═══ Brano di partenza
Benni, del resto, è un maestro nel raccontare il senso delle cose e delle persone già mentre le descrive. Nella raccolta La grammatica di Dio (Feltrinelli, 2007), per esempio, presenta un tizio che vive su un minuscolo granello di polvere e si considera il sovrano assoluto dell’universo. Anche «l’Uomo che possedeva un granello di polvere» non ha un nome proprio, e quindi puoi metterci dentro il capoufficio col delirio d’onnipotenza, il vicino narciso, il politico tronfio, il dittatore e tutti i palloni gonfiati che ci ammorbano col proprio ego.

Come l’Egoarca Mussolardi, tiranno di Gladonia ne La compagnia dei Celestini (Feltrinelli, 1993), storia di tre bambini che fuggono dall’orfanotrofio dei Padri Zopiloti per partecipare al Campionato Mondiale di Pallastrada. Mussolardi è un uomo vuoto: parla con sicurezza finché legge le frasi scritte sul suo ventaglio, ma quando il ventaglio si rompe, comincia a parlare a vanvera. La Pallastrada è una poetica metafora della lotta per la libertà, della resistenza contro la stupidità del potere e della creatività contro gli stereotipi. Leggi, e non puoi fare a meno di sentirti anche tu un Celestino dodicenne e sgarrupato in fuga dall’omologazione.
══════
═══ Dati
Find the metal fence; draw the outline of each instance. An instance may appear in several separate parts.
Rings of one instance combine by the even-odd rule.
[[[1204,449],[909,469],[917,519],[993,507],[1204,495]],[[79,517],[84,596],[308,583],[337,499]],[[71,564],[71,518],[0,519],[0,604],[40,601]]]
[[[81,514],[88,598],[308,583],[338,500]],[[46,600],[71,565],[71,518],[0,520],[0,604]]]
══════
■ Compito ■
Cita integralmente il brano sui personaggi di Benni, senza alcuna modifica.

■ Risposta ■
Benni, del resto, è un maestro nel raccontare il senso delle cose e delle persone già mentre le descrive. Nella raccolta La grammatica di Dio (Feltrinelli, 2007), per esempio, presenta un tizio che vive su un minuscolo granello di polvere e si considera il sovrano assoluto dell’universo. Anche «l’Uomo che possedeva un granello di polvere» non ha un nome proprio, e quindi puoi metterci dentro il capoufficio col delirio d’onnipotenza, il vicino narciso, il politico tronfio, il dittatore e tutti i palloni gonfiati che ci ammorbano col proprio ego.

Come l’Egoarca Mussolardi, tiranno di Gladonia ne La compagnia dei Celestini (Feltrinelli, 1993), storia di tre bambini che fuggono dall’orfanotrofio dei Padri Zopiloti per partecipare al Campionato Mondiale di Pallastrada. Mussolardi è un uomo vuoto: parla con sicurezza finché legge le frasi scritte sul suo ventaglio, ma quando il ventaglio si rompe, comincia a parlare a vanvera. La Pallastrada è una poetica metafora della lotta per la libertà, della resistenza contro la stupidità del potere e della creatività contro gli stereotipi. Leggi, e non puoi fare a meno di sentirti anche tu un Celestino dodicenne e sgarrupato in fuga dall’omologazione.